To do: All the lines below need to be output exactly, apart from any images.

[Dataset entries]
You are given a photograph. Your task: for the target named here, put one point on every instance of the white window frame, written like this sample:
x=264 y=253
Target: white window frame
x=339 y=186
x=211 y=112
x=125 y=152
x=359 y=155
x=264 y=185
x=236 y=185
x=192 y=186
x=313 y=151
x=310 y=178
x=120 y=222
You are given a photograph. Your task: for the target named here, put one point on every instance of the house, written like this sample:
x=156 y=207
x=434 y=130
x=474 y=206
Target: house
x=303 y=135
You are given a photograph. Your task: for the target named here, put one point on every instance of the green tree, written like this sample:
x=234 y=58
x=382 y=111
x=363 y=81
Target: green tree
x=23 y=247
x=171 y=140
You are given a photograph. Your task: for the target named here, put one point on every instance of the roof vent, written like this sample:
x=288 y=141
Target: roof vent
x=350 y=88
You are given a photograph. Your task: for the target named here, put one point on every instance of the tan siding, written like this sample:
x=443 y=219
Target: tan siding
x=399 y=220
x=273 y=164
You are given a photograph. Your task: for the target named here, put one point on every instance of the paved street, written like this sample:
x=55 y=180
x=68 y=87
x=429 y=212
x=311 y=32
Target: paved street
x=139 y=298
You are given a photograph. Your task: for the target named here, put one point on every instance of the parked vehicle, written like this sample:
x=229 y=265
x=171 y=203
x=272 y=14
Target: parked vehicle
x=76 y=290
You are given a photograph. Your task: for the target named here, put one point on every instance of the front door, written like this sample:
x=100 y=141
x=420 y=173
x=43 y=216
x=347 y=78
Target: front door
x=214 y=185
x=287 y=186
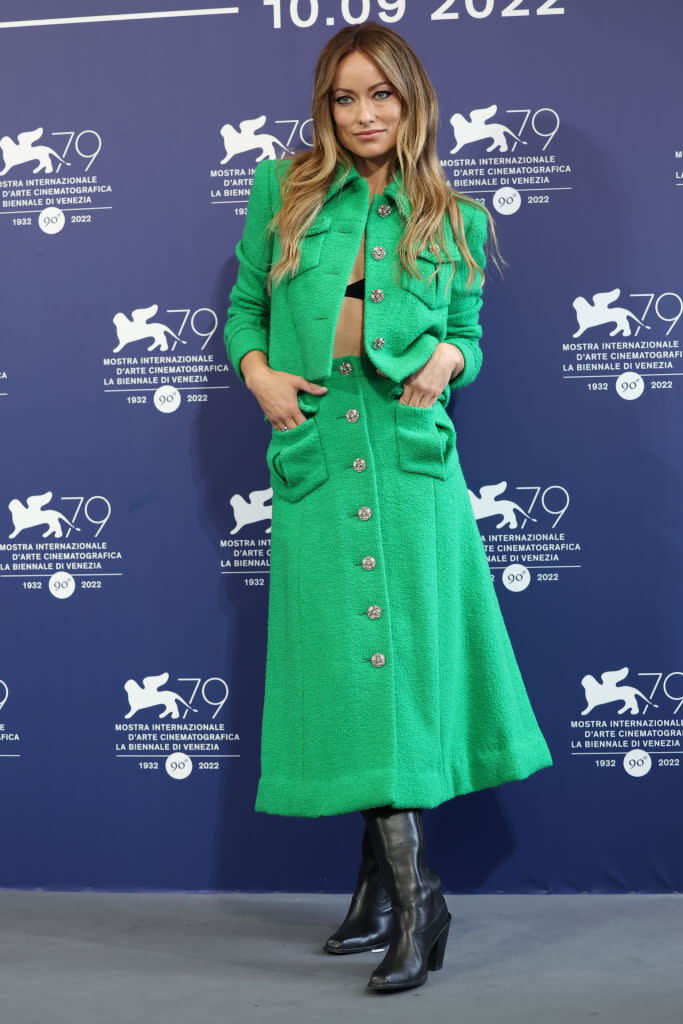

Completed exercise:
You are given a photograph. Your task: for the target named here, put one point on every instance of the white window frame, written like this sample:
x=264 y=253
Target: white window frame
x=339 y=186
x=211 y=112
x=125 y=152
x=359 y=155
x=264 y=185
x=236 y=185
x=192 y=186
x=313 y=151
x=310 y=178
x=120 y=222
You are given a photograph. Your task: for the target named here, put one point on every instance of the house, written like this sample:
x=156 y=207
x=434 y=130
x=474 y=206
Target: house
x=303 y=135
You are given a photograph. Your task: for the target named here, put one point on every instance of the green tree, written like this sample:
x=234 y=58
x=382 y=111
x=363 y=81
Target: green tree
x=23 y=247
x=171 y=140
You are given a photograph. Your task: for the target named here, put one point on every instance of the roof vent, written like this sample:
x=288 y=141
Target: roof vent
x=350 y=88
You are given a photograph. Your task: for the target named here, put one point on every instance of the tan siding, written like this sample:
x=443 y=219
Target: tan siding
x=399 y=220
x=273 y=164
You are given a photograph. Your task: for the target named here, put one point on every instance of the paved street, written like this sample:
x=55 y=180
x=68 y=87
x=429 y=212
x=311 y=32
Target: paved street
x=139 y=298
You are given a photograph. Your task: for the target named here, put one point on every instance of the parked vehicle, written like this sample:
x=229 y=265
x=171 y=203
x=272 y=14
Target: parked vehicle
x=76 y=290
You are given a photograph. Your task: for the target named here, put one point on every instance of the front door, written like this sample:
x=100 y=141
x=420 y=173
x=43 y=216
x=347 y=78
Target: front door
x=214 y=185
x=287 y=186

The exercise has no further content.